Exercise
Rewrite the paragraph of the salt and stone disease page that begins "Dietary salt, also known as sodium" as a short bulleted list that keeps its main facts.

Page extract
☆ ☆ ☆
Salt and Stone Disease

Dietary salt, also known as sodium, is found naturally in many foods, although usually in small amounts. While some people add salt and salty sauces in cooking and at the table, most dietary sodium comes from food to which salt has already been added during processing or preparation.

While sodium has many important functions in the body, such as maintaining water balance between tissues, the transmission of nerve impulses and the absorption and transport of some nutrients, most people consume far more than needed. For an adult, the Adequate Intake (AI) for sodium is 1500 milligrams (½ to 1 tsp) each day. The typical Canadian diet, however, provides two to four times this amount! The average intake of sodium among adults in B.C. is approximately 2700 – 3600 milligrams (mg) per day.1

For kidney stone formers with elevated urine sodium, we recommend consuming less than 2000 mg or one teaspoon of salt per day.2 When reading nutrition labels, the claims “lightly salted” and “reduced sodium” do not guarantee low salt content. “Sodium-free” foods contain less than 5 mg of sodium per serving.


The Saltshaker:

Table salt is the most common source of sodium. A level teaspoon contains over 2000 mg of sodium. You can reduce sodium in your food by not salting food during cooking or at the table.

Natural Sources:

All foods that come from animals contain some sodium, and some plants, such as beets, carrots, celery and spinach, contain more sodium than other plants.

Processed Foods:

During preparation, salt is added to prepared and processed foods for flavour or preservation. Avoid processed foods as much as possible.


Many over the-counter medications contain sodium. Check the label of over-the-counter medications for sodium content.

Salty Foods:

If a food tastes salty, it is! Avoid salted snack foods such as nuts and pretzels and salty sauces such as soy sauce and fish sauce. Avoid pickled products or those packed in brine.
☆ ☆ ☆
Data extracts
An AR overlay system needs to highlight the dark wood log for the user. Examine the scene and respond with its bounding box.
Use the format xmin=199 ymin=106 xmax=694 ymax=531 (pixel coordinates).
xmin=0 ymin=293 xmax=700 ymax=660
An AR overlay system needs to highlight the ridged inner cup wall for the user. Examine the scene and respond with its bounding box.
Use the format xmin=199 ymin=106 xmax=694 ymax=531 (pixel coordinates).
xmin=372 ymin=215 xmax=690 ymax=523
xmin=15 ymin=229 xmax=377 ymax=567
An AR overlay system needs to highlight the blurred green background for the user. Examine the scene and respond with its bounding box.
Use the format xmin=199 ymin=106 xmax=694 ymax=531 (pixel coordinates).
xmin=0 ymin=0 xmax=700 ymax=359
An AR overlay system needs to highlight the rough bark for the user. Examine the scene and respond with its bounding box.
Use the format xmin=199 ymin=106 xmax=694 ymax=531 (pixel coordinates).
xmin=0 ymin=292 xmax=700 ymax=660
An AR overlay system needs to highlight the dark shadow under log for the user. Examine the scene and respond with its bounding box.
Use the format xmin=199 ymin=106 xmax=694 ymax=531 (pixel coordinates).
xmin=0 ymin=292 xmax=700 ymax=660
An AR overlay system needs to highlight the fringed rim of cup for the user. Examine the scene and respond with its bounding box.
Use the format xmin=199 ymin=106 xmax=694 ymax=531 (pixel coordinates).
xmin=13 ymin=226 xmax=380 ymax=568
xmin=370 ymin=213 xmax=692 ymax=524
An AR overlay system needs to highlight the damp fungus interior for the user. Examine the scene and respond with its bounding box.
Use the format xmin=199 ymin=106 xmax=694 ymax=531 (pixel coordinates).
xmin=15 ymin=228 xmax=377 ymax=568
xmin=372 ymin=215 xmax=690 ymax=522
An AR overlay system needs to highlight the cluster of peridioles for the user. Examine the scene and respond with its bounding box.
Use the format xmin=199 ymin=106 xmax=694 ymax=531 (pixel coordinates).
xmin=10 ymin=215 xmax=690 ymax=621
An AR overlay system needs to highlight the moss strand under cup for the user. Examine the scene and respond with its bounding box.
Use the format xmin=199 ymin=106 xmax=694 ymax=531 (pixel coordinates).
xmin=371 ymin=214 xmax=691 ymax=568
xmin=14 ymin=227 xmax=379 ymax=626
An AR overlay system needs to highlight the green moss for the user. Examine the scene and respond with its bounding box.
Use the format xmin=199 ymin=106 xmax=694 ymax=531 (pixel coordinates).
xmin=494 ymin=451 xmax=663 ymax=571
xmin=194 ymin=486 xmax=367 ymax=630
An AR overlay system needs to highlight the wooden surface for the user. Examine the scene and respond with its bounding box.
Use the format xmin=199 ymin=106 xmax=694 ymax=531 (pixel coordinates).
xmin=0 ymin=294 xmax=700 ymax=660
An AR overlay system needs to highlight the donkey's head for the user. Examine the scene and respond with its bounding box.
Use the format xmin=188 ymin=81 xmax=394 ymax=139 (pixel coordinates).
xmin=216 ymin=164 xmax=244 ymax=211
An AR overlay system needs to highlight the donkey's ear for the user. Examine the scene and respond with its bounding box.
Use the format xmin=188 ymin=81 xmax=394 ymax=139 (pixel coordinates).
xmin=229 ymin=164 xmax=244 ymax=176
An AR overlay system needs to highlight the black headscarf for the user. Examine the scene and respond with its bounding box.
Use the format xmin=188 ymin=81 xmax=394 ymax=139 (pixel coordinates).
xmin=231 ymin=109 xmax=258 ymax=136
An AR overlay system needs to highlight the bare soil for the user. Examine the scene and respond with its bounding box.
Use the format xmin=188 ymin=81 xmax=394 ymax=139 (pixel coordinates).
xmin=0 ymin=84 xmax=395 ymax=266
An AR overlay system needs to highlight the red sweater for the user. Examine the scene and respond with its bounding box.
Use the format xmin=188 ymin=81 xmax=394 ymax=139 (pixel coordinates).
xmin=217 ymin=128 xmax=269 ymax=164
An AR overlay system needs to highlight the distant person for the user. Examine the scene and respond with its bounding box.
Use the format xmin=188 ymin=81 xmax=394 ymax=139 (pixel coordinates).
☆ ☆ ☆
Solved problem
- Dietary salt (sodium) occurs naturally in many foods, usually in small amounts.
- Some people add salt and salty sauces during cooking and at the table.
- Most dietary sodium comes from food that already had salt added during processing or preparation.